◆ TEXTO PROPUESTO ◆

En los 90’s, a medida que el mundo cambiaba, mi optimismo en este sentido poco a poco se evaporó. No estoy diciendo que la ciencia social carezca de utilidad; pero he comenzado a sentir, cada vez más, que la utilidad de la ciencia social, en un mundo donde la capacidad para la acción colectiva está desapareciendo, no está en formular propuestas, sino en tomar posiciones de manera pública a fin de ampliar el espectro de lo que es considerado como legítimo en la discusión pública, y enriquecerla con nuevas ideas y datos concretos que, de otra manera, se verían ignorados. En la sociedad moderna hay una tendencia al conformismo, resultante de los medios masivos y de los hábitos de consumo, que lleva a que los individuos intenten evitar a toda costa ser considerados “outsiders”. El rol del intelectual público, así como del investigador productivo, es aceptar a menudo ser un “outsider”, diciendo cosas que uno sabe que son ciertas, pero que otros no quieren escuchar. En mi opinión, esto es lo que justifica al “tenure”, la garantía en el empleo que recibimos los académicos, cuyo sentido en esta interpretación sería el evitar que seamos despedidos por decir algo que la gente no desea escuchar. Sin este rol social, la garantía en el empleo académico sería sencillamente un privilegio injustificado. Esto, creo, se aplica también a la docencia, cuyo desafío sería formar a profesionales que estén dispuestos a ponerse de pie y hablar siguiendo los dictámenes de su conciencia, y que estén incluso dispuestos a trabajar en temáticas que sean potencialmente problemáticas para los poderosos, o para la opinión pública, e insistir en que ellas sean abordadas. La ciencia social no valdría nada si solamente le sirviera a la burocracia para contar cuánta gente recibe subsidios públicos. Eso es muy fácil. Lo que es realmente importante es discutir quiénes debieran recibir subsidios públicos, y por qué, y qué fines debiera perseguir el estado de bienestar, insistiendo en que no puede ser reducido a hacer que la sociedad sea más competitiva económicamente, sino que tiene que lograr que la dignidad esencial de la persona humana no sea marginalizada.

◆ CONSIGNA ◆
Indique si cada afirmación concuerda con el texto sobre la ciencia social; responda sí o no y cite de forma literal las palabras del texto que lo determinan.
1. El texto niega que la ciencia social tenga utilidad.
2. Según el texto, sin su rol social la garantía en el empleo académico sería un privilegio injustificado.
3. El texto sostiene que el estado de bienestar debe reducirse a volver la sociedad más competitiva económicamente.
Los datos no guardan relación alguna con el texto sobre la ciencia social.

◆ DATOS PROPORCIONADOS ◆
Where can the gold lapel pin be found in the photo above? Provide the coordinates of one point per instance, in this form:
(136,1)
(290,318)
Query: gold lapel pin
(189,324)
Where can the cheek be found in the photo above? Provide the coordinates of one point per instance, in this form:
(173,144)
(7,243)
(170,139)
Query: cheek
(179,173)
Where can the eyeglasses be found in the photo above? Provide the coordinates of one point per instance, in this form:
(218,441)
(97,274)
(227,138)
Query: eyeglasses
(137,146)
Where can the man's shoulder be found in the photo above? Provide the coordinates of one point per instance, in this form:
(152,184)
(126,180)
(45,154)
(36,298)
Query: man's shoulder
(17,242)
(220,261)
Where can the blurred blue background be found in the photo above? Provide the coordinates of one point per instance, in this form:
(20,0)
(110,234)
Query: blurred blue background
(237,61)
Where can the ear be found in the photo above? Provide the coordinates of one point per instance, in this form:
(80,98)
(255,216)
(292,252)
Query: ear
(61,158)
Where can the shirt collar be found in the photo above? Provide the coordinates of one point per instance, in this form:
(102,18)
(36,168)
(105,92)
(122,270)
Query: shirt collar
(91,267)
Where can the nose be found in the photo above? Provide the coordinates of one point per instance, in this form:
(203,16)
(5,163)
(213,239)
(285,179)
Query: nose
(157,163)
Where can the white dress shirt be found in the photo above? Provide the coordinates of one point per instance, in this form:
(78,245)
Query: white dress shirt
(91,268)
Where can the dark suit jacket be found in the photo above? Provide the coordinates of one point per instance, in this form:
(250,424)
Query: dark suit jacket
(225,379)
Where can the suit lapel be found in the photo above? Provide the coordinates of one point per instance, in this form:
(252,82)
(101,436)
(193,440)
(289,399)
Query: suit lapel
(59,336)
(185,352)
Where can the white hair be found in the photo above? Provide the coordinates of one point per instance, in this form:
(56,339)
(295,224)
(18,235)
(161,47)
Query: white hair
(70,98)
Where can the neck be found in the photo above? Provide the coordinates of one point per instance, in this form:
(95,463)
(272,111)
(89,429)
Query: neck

◆ SOLUCIÓN ◆
1. No: «No estoy diciendo que la ciencia social carezca de utilidad».
2. Sí: «Sin este rol social, la garantía en el empleo académico sería sencillamente un privilegio injustificado».
3. No: «no puede ser reducido a hacer que la sociedad sea más competitiva económicamente».